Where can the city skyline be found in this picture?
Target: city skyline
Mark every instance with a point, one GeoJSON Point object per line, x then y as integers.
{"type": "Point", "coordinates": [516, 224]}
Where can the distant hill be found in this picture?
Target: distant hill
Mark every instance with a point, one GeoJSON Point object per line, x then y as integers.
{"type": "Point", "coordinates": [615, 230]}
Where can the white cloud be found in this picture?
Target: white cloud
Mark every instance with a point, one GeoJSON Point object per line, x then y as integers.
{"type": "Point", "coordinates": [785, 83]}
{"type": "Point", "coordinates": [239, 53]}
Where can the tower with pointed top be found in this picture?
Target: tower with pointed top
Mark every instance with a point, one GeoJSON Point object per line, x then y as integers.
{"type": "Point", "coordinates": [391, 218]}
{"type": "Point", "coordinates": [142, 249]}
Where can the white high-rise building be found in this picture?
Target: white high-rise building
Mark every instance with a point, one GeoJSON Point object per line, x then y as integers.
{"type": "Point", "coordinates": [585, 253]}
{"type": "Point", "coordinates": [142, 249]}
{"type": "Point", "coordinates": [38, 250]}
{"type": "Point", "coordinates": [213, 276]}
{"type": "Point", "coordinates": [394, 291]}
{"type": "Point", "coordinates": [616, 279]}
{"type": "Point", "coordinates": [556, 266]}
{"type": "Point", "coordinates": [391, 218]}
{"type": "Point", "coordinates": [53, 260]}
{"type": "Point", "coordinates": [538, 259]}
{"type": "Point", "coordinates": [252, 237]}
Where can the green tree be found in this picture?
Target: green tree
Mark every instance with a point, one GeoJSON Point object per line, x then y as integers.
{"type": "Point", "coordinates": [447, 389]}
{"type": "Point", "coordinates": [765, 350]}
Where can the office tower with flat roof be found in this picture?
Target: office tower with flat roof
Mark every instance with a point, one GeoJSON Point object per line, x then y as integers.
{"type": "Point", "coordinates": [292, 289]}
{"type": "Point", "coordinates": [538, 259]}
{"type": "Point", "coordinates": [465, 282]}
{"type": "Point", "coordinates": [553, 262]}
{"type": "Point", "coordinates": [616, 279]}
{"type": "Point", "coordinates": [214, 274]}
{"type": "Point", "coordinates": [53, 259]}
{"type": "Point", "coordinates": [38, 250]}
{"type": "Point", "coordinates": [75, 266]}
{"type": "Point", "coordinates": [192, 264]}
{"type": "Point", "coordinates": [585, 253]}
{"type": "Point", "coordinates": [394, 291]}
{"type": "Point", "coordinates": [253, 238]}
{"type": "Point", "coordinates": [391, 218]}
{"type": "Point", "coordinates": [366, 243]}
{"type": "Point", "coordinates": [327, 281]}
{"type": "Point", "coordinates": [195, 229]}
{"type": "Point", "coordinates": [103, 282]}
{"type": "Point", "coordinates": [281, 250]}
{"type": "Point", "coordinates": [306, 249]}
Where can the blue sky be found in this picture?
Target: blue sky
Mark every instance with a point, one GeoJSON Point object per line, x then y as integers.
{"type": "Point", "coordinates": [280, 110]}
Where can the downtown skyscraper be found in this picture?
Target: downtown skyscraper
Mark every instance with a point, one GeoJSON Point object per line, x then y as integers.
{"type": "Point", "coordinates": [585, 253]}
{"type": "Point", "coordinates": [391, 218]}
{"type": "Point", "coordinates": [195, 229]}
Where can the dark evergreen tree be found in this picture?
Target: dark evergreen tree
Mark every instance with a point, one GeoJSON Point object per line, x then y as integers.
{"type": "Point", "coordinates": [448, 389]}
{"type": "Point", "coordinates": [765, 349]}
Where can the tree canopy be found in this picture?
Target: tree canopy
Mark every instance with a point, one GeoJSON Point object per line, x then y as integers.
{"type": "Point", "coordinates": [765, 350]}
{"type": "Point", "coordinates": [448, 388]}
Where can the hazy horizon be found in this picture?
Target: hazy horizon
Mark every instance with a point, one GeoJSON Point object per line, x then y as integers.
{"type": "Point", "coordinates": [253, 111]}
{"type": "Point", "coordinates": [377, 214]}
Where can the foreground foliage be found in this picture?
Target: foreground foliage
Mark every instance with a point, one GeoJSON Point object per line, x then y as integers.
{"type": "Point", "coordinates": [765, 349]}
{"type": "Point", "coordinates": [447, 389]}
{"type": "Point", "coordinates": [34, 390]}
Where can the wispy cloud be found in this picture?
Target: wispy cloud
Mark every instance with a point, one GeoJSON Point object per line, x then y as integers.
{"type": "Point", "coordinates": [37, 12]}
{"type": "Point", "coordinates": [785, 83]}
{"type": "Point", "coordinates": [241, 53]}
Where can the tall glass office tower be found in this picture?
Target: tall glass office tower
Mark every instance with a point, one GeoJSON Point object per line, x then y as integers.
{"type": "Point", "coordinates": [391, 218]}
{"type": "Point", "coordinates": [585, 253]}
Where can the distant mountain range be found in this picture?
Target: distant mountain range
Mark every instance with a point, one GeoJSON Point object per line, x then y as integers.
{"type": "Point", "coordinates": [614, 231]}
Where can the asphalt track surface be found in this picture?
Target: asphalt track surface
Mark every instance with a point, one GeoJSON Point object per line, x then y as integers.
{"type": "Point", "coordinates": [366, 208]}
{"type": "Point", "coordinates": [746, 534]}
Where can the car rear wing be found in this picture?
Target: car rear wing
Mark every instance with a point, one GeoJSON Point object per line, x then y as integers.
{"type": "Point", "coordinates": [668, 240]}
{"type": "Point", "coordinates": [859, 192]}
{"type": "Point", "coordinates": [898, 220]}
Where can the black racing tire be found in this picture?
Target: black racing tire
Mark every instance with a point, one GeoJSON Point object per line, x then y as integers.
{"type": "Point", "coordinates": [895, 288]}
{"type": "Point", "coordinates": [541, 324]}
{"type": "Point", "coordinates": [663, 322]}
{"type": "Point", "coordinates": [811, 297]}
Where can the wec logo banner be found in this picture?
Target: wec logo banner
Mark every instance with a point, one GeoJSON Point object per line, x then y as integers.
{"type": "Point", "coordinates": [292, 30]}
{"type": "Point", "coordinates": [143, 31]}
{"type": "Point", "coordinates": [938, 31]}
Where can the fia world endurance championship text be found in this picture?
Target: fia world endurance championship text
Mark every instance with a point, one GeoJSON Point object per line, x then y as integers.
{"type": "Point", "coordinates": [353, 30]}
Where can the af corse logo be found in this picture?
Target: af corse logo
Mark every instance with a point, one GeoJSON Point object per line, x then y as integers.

----

Required action
All that is wanted is the line with "Target: wec logo banner" and every later line in the entries, reproduced exactly.

Result
Target: wec logo banner
Mark every instance with a point, one GeoJSON Point object per line, x then y as integers.
{"type": "Point", "coordinates": [292, 30]}
{"type": "Point", "coordinates": [143, 31]}
{"type": "Point", "coordinates": [938, 31]}
Where can the fia world endurance championship text be found in this picture?
Target: fia world endurance championship text
Mark every instance with a point, one GeoJSON Point object per line, x then y as integers.
{"type": "Point", "coordinates": [353, 30]}
Where can the af corse logo be found in this picture?
Target: af corse logo
Mark every instance with a point, one GeoJSON Point object per line, x then y as integers.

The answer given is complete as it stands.